Upon putting the first beater in, I noticed that it wobbled a little.  The connection between the shaft and the beater blade seemed a little tenuous.  The next beater was a little more solid but when I put the second beater in, I noticed the two beaters came together too closely.  I tested it once outside the egg whites and they clanked together.  No good!  I pulled them out, switched places and tried again. A little less clanky, so I decided to give it a try.  Into the egg whites the beaters went.  I switched the mixer on and smoke started to come out of the motor, the beaters clanked together and then stopped, jammed together.  I looked at Grandma O's mixer and realized, the end had come.  There was no fixing this.  I pulled the cord from the socket, tried to eject the beaters to no avail.  I then pushed and pulled until they came apart.  The one tenuous beater was now even more wobbly.  The era of this hand mixer had come to an end. 

I washed the beaters, dried them, put them back into their rightful place on the mixer, loving wrapped the cord around the mixer and took it out to the recycling bin for their future ride to their final resting place.  It's just a hand mixer and yet, I will admit to feeling a little teary at the end of our time together.  They will be replaced by another hand mixer.  An updated one with a bigger motor.  But that mixer won't have the memories attached.  When I pull it out of the cupboard, I will no longer think of Grandma O and the wonderful things she made with that mixer.

As I started to write this post thinking about Grandma O and her baking, the dates started connecting and suddenly the tears that came weren't because of a silly hand mixer dying after, gosh, 40+ years of use. 22 years ago this week, Grandma and Grandpa O celebrated their 50th wedding anniversary.  We had a grand party, a dinner of course, at a favorite restaurant of theirs with family and friends surrounding them, celebrating their lives together.  That night Grandma O went to sleep and didn't wake up.

* _DATA EXTRACT_
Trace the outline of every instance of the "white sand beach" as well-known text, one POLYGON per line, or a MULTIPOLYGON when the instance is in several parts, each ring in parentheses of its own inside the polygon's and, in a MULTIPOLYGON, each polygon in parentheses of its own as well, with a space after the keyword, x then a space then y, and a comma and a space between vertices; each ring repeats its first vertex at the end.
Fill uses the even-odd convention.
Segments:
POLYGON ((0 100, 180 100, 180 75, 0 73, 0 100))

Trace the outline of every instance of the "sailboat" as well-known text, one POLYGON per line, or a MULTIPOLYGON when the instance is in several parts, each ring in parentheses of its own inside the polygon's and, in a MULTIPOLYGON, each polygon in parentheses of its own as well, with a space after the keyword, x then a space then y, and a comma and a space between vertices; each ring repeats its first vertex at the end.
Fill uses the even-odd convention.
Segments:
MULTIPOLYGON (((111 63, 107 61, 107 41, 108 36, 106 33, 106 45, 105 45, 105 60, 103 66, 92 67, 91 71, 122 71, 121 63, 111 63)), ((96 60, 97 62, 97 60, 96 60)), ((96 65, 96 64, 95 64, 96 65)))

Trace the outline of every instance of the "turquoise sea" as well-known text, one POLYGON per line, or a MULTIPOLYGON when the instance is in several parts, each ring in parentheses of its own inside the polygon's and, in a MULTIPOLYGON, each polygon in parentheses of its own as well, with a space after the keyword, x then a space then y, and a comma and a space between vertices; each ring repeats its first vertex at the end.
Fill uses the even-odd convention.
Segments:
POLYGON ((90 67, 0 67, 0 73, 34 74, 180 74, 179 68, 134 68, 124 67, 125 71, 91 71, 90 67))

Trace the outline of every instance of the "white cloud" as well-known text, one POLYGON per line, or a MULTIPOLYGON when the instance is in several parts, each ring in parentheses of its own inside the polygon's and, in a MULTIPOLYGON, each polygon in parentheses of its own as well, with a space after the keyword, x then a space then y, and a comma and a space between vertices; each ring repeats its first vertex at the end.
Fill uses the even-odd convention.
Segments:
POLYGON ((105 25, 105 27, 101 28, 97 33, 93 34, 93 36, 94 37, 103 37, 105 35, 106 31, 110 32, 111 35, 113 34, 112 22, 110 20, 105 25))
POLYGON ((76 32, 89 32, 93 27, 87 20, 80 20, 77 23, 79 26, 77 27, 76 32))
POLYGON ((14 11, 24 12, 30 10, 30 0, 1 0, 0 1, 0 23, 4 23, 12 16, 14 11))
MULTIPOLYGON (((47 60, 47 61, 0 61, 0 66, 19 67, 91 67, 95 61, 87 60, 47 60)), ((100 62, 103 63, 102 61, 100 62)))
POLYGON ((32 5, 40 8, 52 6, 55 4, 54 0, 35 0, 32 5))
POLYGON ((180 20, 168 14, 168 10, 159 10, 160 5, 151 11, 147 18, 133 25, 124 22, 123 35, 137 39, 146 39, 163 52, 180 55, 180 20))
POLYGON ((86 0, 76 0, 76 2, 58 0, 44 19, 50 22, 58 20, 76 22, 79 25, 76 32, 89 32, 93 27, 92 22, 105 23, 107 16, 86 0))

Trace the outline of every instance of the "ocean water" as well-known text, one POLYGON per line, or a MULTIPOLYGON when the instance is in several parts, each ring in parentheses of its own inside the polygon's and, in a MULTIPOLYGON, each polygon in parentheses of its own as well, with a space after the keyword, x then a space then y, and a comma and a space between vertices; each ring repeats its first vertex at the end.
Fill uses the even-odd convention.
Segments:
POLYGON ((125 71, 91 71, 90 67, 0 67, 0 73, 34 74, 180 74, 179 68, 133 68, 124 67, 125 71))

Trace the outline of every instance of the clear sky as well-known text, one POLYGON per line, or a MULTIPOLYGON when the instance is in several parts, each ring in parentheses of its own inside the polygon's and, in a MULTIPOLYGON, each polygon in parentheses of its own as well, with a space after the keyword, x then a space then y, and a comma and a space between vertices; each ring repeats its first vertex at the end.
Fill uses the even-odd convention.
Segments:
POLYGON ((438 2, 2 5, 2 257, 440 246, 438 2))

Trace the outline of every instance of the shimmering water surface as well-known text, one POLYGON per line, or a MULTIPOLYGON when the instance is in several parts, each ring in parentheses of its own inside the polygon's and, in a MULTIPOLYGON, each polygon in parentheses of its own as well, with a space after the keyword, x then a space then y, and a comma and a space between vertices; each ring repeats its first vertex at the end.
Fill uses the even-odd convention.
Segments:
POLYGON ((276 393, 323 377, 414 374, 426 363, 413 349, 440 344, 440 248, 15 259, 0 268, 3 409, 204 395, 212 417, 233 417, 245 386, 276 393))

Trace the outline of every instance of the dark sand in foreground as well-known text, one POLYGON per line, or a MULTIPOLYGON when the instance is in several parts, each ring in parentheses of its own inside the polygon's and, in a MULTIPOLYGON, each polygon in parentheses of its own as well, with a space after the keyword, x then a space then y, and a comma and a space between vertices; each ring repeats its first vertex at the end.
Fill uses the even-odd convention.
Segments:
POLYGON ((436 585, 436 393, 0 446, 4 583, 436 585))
---
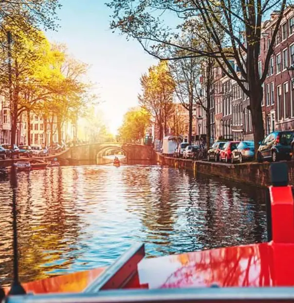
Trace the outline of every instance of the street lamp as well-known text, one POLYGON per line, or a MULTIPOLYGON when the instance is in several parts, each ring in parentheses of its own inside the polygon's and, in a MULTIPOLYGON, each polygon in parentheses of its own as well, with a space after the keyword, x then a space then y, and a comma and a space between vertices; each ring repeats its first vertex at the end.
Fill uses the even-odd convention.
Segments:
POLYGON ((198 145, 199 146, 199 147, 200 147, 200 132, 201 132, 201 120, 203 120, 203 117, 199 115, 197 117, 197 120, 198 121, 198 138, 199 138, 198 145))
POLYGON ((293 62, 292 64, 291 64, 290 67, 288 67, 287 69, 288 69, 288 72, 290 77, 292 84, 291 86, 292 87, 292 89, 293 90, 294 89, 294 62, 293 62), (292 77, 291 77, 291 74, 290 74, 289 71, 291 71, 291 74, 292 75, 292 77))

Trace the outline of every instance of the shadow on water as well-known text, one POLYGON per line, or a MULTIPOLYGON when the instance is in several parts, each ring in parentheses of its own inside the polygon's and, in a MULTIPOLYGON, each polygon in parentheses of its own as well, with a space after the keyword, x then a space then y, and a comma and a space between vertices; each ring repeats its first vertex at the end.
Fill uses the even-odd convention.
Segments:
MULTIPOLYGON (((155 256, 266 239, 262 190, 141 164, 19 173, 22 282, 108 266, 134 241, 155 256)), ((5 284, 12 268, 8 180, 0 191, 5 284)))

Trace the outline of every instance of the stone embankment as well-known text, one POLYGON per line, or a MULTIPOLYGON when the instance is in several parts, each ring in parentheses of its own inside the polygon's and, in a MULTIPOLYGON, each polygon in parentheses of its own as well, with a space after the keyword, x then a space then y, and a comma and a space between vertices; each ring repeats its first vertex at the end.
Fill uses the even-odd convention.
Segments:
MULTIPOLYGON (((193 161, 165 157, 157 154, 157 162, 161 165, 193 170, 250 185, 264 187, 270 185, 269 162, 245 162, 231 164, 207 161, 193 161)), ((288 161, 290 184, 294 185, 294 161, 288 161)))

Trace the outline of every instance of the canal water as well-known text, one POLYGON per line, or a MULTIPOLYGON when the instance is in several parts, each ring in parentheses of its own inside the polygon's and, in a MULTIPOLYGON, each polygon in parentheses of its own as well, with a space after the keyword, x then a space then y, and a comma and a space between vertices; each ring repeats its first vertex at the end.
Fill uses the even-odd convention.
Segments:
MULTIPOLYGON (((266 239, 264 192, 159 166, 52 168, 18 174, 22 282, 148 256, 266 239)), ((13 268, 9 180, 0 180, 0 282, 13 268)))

* _WHAT THIS TASK INVOLVES_
In the passage about Grandma O's hand mixer, what came out of the motor when the mixer was switched on in the egg whites? The entries have no connection to the passage about Grandma O's hand mixer.

* _ANSWER FOR THIS EXERCISE_
Smoke came out of the motor.